**Task goal:** Your copy should match the records below word for word and contain no pictures.

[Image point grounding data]
=== Begin Enclosure ===
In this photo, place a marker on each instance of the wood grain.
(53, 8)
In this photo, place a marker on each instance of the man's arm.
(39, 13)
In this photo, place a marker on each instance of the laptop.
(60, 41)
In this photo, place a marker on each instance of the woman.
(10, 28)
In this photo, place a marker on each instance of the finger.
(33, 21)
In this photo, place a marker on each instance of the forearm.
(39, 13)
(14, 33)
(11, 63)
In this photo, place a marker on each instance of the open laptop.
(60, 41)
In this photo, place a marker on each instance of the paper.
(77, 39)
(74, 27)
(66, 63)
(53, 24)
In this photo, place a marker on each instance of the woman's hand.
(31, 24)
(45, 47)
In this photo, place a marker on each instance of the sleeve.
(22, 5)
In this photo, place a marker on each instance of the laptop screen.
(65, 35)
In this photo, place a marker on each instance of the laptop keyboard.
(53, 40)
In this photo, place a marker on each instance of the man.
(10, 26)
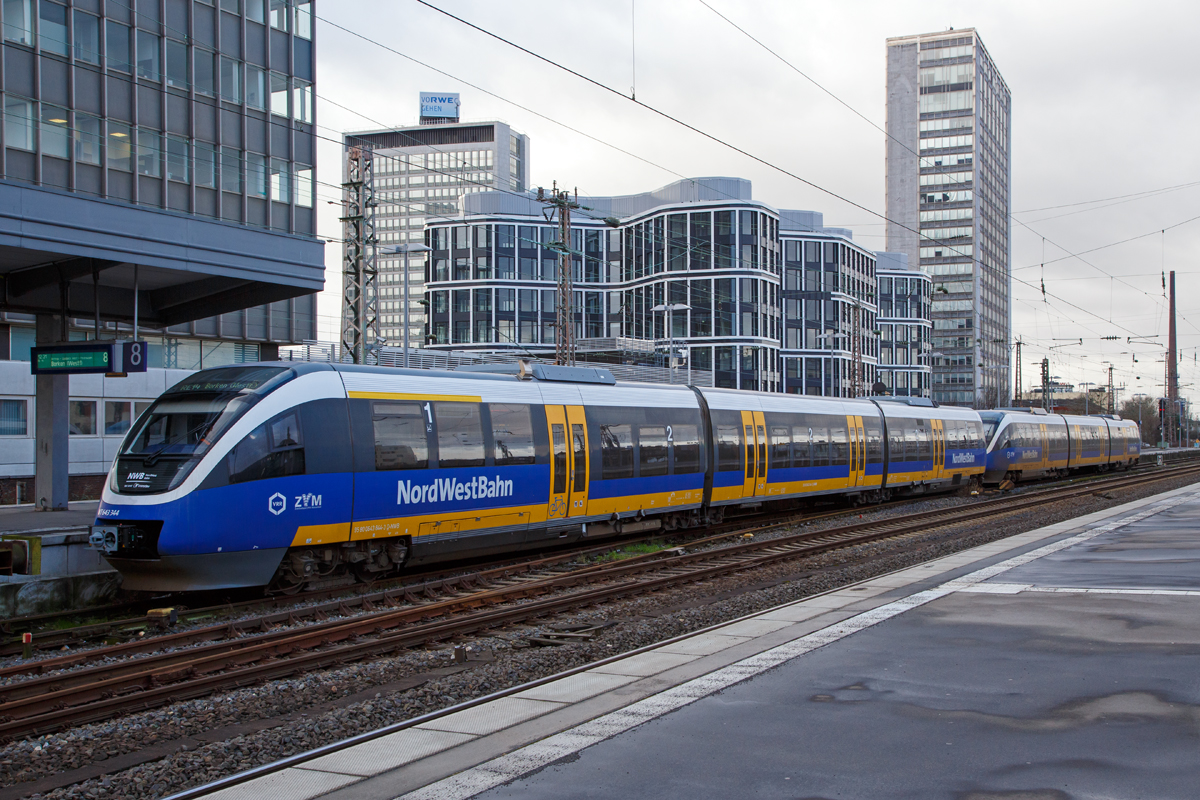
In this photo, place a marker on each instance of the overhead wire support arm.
(558, 202)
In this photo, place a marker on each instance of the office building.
(420, 175)
(157, 164)
(905, 350)
(693, 272)
(948, 181)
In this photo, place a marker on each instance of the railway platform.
(1056, 663)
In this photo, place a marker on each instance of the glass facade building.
(905, 352)
(420, 175)
(174, 137)
(948, 178)
(697, 269)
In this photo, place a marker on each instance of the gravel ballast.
(259, 725)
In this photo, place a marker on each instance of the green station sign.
(73, 361)
(85, 358)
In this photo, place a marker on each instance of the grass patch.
(630, 551)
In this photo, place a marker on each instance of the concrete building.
(904, 299)
(696, 268)
(156, 161)
(420, 175)
(948, 178)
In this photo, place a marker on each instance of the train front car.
(221, 474)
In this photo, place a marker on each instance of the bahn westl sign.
(88, 358)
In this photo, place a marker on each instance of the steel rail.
(58, 701)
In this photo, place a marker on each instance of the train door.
(577, 434)
(754, 428)
(857, 451)
(939, 447)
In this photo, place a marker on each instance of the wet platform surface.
(1055, 665)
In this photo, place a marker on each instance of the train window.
(460, 434)
(511, 434)
(749, 451)
(820, 445)
(839, 450)
(286, 432)
(762, 451)
(271, 450)
(616, 451)
(558, 445)
(580, 443)
(729, 449)
(802, 445)
(874, 443)
(652, 445)
(400, 435)
(685, 443)
(780, 447)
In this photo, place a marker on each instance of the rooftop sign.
(441, 106)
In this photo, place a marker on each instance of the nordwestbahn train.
(1031, 443)
(316, 474)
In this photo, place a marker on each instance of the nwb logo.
(451, 488)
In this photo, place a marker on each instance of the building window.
(301, 102)
(177, 64)
(256, 174)
(53, 28)
(279, 94)
(205, 164)
(231, 169)
(148, 55)
(120, 146)
(281, 187)
(82, 417)
(87, 37)
(304, 19)
(279, 14)
(13, 417)
(87, 138)
(204, 71)
(231, 79)
(18, 20)
(117, 46)
(177, 158)
(18, 122)
(304, 187)
(256, 88)
(55, 138)
(149, 150)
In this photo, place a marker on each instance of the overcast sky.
(1104, 106)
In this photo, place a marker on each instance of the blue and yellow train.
(1025, 443)
(317, 474)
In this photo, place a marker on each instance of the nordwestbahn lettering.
(451, 488)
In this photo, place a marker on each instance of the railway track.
(229, 659)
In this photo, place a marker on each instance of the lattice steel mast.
(360, 289)
(559, 202)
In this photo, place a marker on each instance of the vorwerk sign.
(444, 104)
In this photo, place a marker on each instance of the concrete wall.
(903, 164)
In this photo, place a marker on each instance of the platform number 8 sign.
(133, 356)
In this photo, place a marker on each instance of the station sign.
(439, 104)
(88, 358)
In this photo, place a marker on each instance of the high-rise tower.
(948, 204)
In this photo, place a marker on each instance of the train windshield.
(991, 421)
(191, 417)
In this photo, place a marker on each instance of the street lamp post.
(670, 308)
(406, 250)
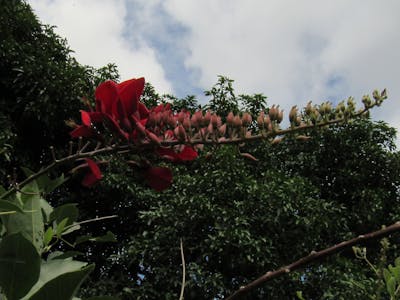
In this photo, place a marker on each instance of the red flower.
(93, 175)
(117, 105)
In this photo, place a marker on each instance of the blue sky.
(292, 51)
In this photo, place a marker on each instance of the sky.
(291, 51)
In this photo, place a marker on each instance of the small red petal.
(143, 111)
(159, 178)
(85, 118)
(129, 92)
(96, 117)
(106, 94)
(82, 131)
(89, 180)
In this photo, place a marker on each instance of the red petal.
(187, 154)
(106, 94)
(143, 111)
(129, 92)
(82, 131)
(85, 118)
(96, 117)
(159, 178)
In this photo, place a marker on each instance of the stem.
(183, 273)
(140, 148)
(313, 256)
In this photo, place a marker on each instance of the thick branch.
(136, 148)
(313, 256)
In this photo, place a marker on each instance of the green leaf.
(63, 255)
(60, 227)
(47, 209)
(68, 210)
(391, 286)
(6, 205)
(108, 237)
(30, 222)
(59, 279)
(102, 298)
(19, 265)
(48, 235)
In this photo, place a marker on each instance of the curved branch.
(130, 148)
(313, 256)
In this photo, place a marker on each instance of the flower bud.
(273, 113)
(186, 123)
(222, 129)
(246, 119)
(180, 133)
(210, 128)
(280, 116)
(229, 118)
(293, 114)
(237, 122)
(260, 119)
(214, 120)
(207, 118)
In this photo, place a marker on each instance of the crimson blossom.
(119, 110)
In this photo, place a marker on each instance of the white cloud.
(294, 51)
(95, 31)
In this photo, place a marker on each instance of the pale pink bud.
(293, 114)
(186, 123)
(260, 119)
(180, 133)
(229, 118)
(222, 129)
(246, 119)
(153, 137)
(210, 128)
(181, 116)
(237, 122)
(207, 118)
(214, 120)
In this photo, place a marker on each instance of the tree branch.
(313, 256)
(145, 145)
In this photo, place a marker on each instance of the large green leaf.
(6, 205)
(59, 279)
(19, 265)
(30, 222)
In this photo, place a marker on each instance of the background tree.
(237, 217)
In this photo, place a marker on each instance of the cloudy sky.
(292, 51)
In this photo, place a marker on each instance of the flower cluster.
(120, 113)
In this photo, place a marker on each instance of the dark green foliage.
(41, 85)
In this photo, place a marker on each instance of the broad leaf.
(6, 205)
(30, 222)
(59, 279)
(19, 266)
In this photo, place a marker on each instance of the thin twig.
(183, 273)
(90, 221)
(313, 256)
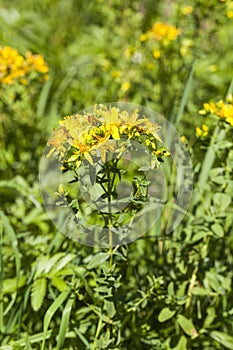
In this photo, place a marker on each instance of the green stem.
(110, 186)
(210, 156)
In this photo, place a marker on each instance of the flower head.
(85, 136)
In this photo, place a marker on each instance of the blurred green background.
(163, 292)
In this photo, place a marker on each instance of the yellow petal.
(115, 133)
=== End Enclosure ===
**Task answer:**
In this photo, place a marker on each instance of the wood grain.
(53, 8)
In this photo, place a marker on each instance of the man's arm.
(39, 13)
In this photo, place a marker on each instance of the laptop.
(60, 41)
In this photo, place a marker on each instance of the woman.
(10, 28)
In this photo, place a marker on each instance of the finger.
(33, 21)
In this photo, place a marker on each instance of the forearm.
(39, 13)
(14, 33)
(11, 63)
In this photo, place a marker on each instance of the open laptop.
(60, 41)
In this photo, place a marker on each instance of the paper.
(77, 39)
(74, 27)
(66, 63)
(53, 24)
In this photo, place a marker on each instance of the woman's hand.
(31, 24)
(45, 47)
In this photo, place a marker on each instance of the sleeve.
(22, 5)
In this photo, place a marker on each instance of the laptop screen.
(65, 35)
In this photo, place a marker on each instance of the laptop keyboard.
(53, 40)
In this photo, place a marker on each instance of the man.
(10, 26)
In this photo, place a marker on each instance of the overhead wire support arm.
(558, 202)
In this photo, place a marker on each instance of the office building.
(420, 175)
(157, 164)
(905, 350)
(693, 272)
(948, 181)
In this photo, place a marker on each instance of the railway platform.
(1056, 663)
In this photo, place a marker on each instance of the glass facade building.
(905, 352)
(420, 175)
(174, 137)
(948, 178)
(697, 269)
In this photo, place a marker on each instance of the gravel ballast.
(259, 725)
In this photo, place a marker on each instance of the green station sign.
(73, 361)
(85, 358)
In this photo, place a marker on each instance of the grass patch.
(630, 551)
In this photo, place a marker on each instance of the concrete building.
(904, 299)
(696, 268)
(156, 161)
(420, 175)
(948, 178)
In this photo, place a marker on each instance of the train front car.
(221, 474)
In this photo, place a marker on each instance of the bahn westl sign.
(88, 358)
In this photo, place a marker on each instance of the steel rail.
(58, 701)
In this photo, place a marker on each instance of the train door.
(577, 434)
(754, 428)
(857, 451)
(939, 447)
In this photo, place a marker on each instance of the wet platform surface.
(1055, 665)
In this photo, place a marker on each instance of the train window.
(460, 434)
(511, 434)
(749, 451)
(820, 445)
(839, 450)
(286, 432)
(762, 451)
(271, 450)
(616, 451)
(558, 445)
(580, 443)
(729, 449)
(802, 445)
(874, 443)
(652, 445)
(400, 435)
(685, 443)
(780, 447)
In this photo, place a marker on each instance of the rooftop sign.
(441, 106)
In this photo, place a marker on each instance of the nordwestbahn train.
(1031, 443)
(316, 474)
In this photo, place a marker on each instance of the nwb logo.
(451, 488)
In this photo, place a marker on each instance of the building window.
(301, 102)
(177, 64)
(256, 174)
(53, 28)
(279, 94)
(205, 164)
(231, 169)
(148, 55)
(120, 146)
(281, 187)
(82, 417)
(87, 37)
(304, 19)
(279, 14)
(13, 417)
(87, 138)
(204, 71)
(231, 79)
(18, 20)
(117, 46)
(177, 158)
(18, 122)
(304, 187)
(256, 88)
(55, 138)
(149, 150)
In this photo, place a marker on each instance of the overcast sky.
(1104, 106)
In this photo, place a marker on each instance of the blue and yellow train.
(1025, 443)
(317, 474)
In this photo, place a marker on each instance of the nordwestbahn lettering.
(451, 488)
In this photo, place a marker on each instance of the railway track.
(229, 659)
In this photo, place a marker on each instance of the lattice steel mast.
(360, 289)
(559, 202)
In this photo, place a marker on each instance of the vorwerk sign.
(444, 104)
In this photo, place a marker on each instance of the concrete wall.
(903, 164)
In this photo, place a marker on each instance of the platform number 8 sign.
(133, 356)
In this photo, place a marker on each instance of the station sign.
(439, 104)
(88, 358)
In this photo, place a marker on each instance of the high-rise tower.
(948, 204)
In this photo, place a marker on each instance of the train windshield.
(991, 421)
(191, 417)
In this photo, place a marker on each instance of the street lamp post.
(670, 308)
(406, 250)
In this photo, place a marker on each instance of the red flower.
(93, 175)
(117, 105)
In this photo, place a marker on each instance of the blue sky.
(292, 51)
In this photo, place a marker on each instance of the sky.
(291, 51)
In this photo, place a marker on each instance of the small red petal.
(143, 111)
(159, 178)
(85, 118)
(129, 92)
(96, 117)
(106, 94)
(82, 131)
(89, 180)
In this photo, place a marker on each instance of the red petal.
(187, 154)
(106, 94)
(143, 111)
(129, 92)
(82, 131)
(85, 118)
(96, 117)
(159, 178)
In this photo, place a marker on each instance of the stem.
(183, 273)
(140, 148)
(313, 256)
In this photo, place a marker on each instance of the thick branch.
(136, 148)
(313, 256)
In this photo, place a marker on each instance of the green leaf.
(63, 255)
(60, 227)
(47, 209)
(68, 210)
(391, 286)
(6, 205)
(108, 237)
(30, 222)
(59, 279)
(102, 298)
(19, 265)
(48, 235)
In this photo, place a marker on each instance of the curved branch.
(130, 148)
(313, 256)
In this photo, place a marker on each instance of the flower bud.
(273, 113)
(186, 123)
(222, 129)
(246, 119)
(180, 133)
(210, 128)
(280, 116)
(229, 118)
(293, 114)
(237, 122)
(260, 119)
(214, 120)
(207, 118)
In this photo, place a marker on each instance of the crimson blossom.
(119, 110)
In this photo, place a marker on each instance of the white cloud.
(294, 51)
(95, 31)
In this photo, place a marker on each instance of the pale pink bud.
(293, 114)
(186, 123)
(260, 119)
(180, 133)
(229, 118)
(222, 129)
(246, 119)
(153, 137)
(210, 128)
(181, 116)
(237, 122)
(207, 118)
(214, 120)
In this photo, place a marker on each instance of the tree branch.
(313, 256)
(145, 145)
In this photo, place a marker on each instance of the large green leaf.
(6, 205)
(59, 279)
(19, 265)
(30, 222)
In this photo, place a marker on each instance of the background tree.
(237, 217)
In this photo, place a marker on each instance of the cloudy sky.
(292, 51)
In this photo, place a marker on each instance of the flower cluster.
(120, 113)
In this photo, place a marker on each instance of the dark green foliage.
(41, 85)
In this photo, place a marker on each instance of the broad leaf.
(6, 205)
(30, 222)
(59, 279)
(19, 266)
In this photo, place a marker on each instance of the thin twig.
(183, 273)
(90, 221)
(313, 256)
In this photo, place a marker on each instance of the green stem.
(110, 186)
(210, 156)
In this photo, place a marker on each instance of the flower head.
(85, 136)
In this photo, place a marker on each instance of the blurred green background.
(163, 292)
In this photo, place a marker on each instance of the yellow petal.
(115, 133)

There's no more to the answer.